[WORK ORDER]
Would you repeat exactly the part of the listing below that runs from the line containing "Target: green lawn" down to the line containing "Spot the white stucco", inclusive, and nothing else?

[INPUT FOR THIS TASK]
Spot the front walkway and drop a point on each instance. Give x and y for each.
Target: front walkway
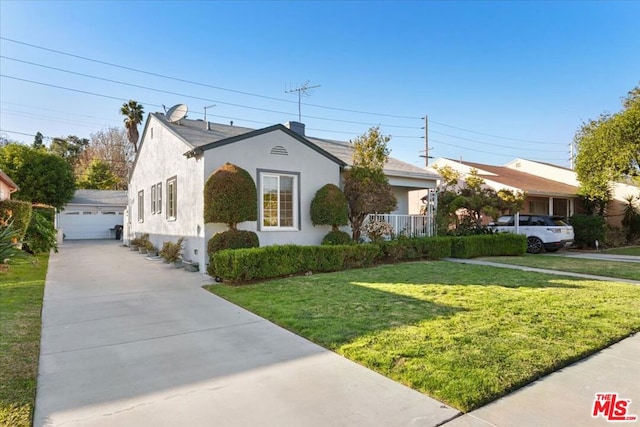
(131, 342)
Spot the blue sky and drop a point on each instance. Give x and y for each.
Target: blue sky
(498, 80)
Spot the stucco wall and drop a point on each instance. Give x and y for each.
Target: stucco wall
(253, 155)
(160, 158)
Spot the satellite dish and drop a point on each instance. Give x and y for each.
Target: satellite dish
(177, 113)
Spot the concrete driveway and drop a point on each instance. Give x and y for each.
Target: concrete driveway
(131, 342)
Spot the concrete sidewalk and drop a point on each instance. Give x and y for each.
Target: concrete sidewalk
(131, 342)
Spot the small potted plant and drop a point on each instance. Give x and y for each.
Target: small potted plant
(152, 251)
(171, 252)
(192, 266)
(139, 242)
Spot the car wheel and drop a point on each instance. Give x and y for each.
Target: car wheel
(534, 245)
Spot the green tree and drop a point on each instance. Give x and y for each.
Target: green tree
(43, 177)
(133, 116)
(99, 177)
(38, 141)
(230, 196)
(329, 207)
(608, 149)
(366, 187)
(69, 148)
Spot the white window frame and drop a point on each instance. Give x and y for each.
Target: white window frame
(262, 174)
(172, 199)
(141, 206)
(159, 197)
(154, 199)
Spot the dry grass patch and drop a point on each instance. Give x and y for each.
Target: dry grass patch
(21, 291)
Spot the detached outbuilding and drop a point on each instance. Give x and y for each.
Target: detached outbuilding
(93, 214)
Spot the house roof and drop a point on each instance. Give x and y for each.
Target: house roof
(100, 197)
(195, 134)
(7, 180)
(532, 184)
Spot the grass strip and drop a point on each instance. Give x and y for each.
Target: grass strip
(21, 292)
(463, 334)
(606, 268)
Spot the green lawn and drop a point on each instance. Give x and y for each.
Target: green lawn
(631, 250)
(463, 334)
(607, 268)
(21, 291)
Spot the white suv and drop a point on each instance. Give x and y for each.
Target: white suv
(542, 231)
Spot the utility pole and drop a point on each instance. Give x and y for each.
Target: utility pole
(305, 90)
(426, 142)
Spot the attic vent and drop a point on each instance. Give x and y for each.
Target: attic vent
(279, 150)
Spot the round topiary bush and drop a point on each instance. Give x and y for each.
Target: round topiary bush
(329, 207)
(233, 239)
(337, 237)
(230, 196)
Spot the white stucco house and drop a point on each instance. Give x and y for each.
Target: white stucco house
(92, 214)
(175, 159)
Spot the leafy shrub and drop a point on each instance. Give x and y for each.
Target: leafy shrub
(233, 239)
(337, 237)
(587, 229)
(488, 245)
(377, 230)
(41, 234)
(329, 207)
(230, 196)
(171, 251)
(8, 249)
(275, 261)
(18, 213)
(140, 241)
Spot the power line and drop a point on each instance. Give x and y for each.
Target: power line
(492, 135)
(198, 83)
(488, 143)
(262, 96)
(197, 97)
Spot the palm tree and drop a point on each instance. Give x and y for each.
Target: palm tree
(132, 112)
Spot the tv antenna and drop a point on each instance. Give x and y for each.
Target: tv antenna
(206, 123)
(303, 90)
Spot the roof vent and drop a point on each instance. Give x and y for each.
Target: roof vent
(279, 150)
(296, 127)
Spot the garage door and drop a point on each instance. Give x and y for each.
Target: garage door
(89, 224)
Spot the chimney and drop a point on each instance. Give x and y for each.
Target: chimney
(297, 127)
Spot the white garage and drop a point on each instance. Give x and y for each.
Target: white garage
(93, 214)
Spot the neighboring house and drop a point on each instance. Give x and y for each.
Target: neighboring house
(545, 196)
(7, 186)
(551, 189)
(92, 214)
(175, 159)
(619, 191)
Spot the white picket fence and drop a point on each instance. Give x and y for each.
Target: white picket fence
(405, 225)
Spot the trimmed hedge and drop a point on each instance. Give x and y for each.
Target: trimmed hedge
(232, 239)
(588, 229)
(337, 238)
(20, 215)
(488, 245)
(241, 265)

[ANSWER TO THE PROBLEM]
Target: green lawn
(631, 250)
(463, 334)
(607, 268)
(21, 291)
Spot the white suv and drop a point on each instance. Give x and y for each.
Target: white suv
(542, 231)
Spot the utility pole and drop a point on each instance. Give x and y for each.
Target: utility pole
(305, 90)
(426, 142)
Spot the attic vent and drop a point on each instance. Give x and y for each.
Target: attic vent
(279, 150)
Spot the round topiary bush and drop a point on each instance. Give x and y for each.
Target: round topiary bush
(329, 207)
(233, 239)
(337, 237)
(230, 196)
Spot the white stucco house and drop a point on each instance. Give x and y for each.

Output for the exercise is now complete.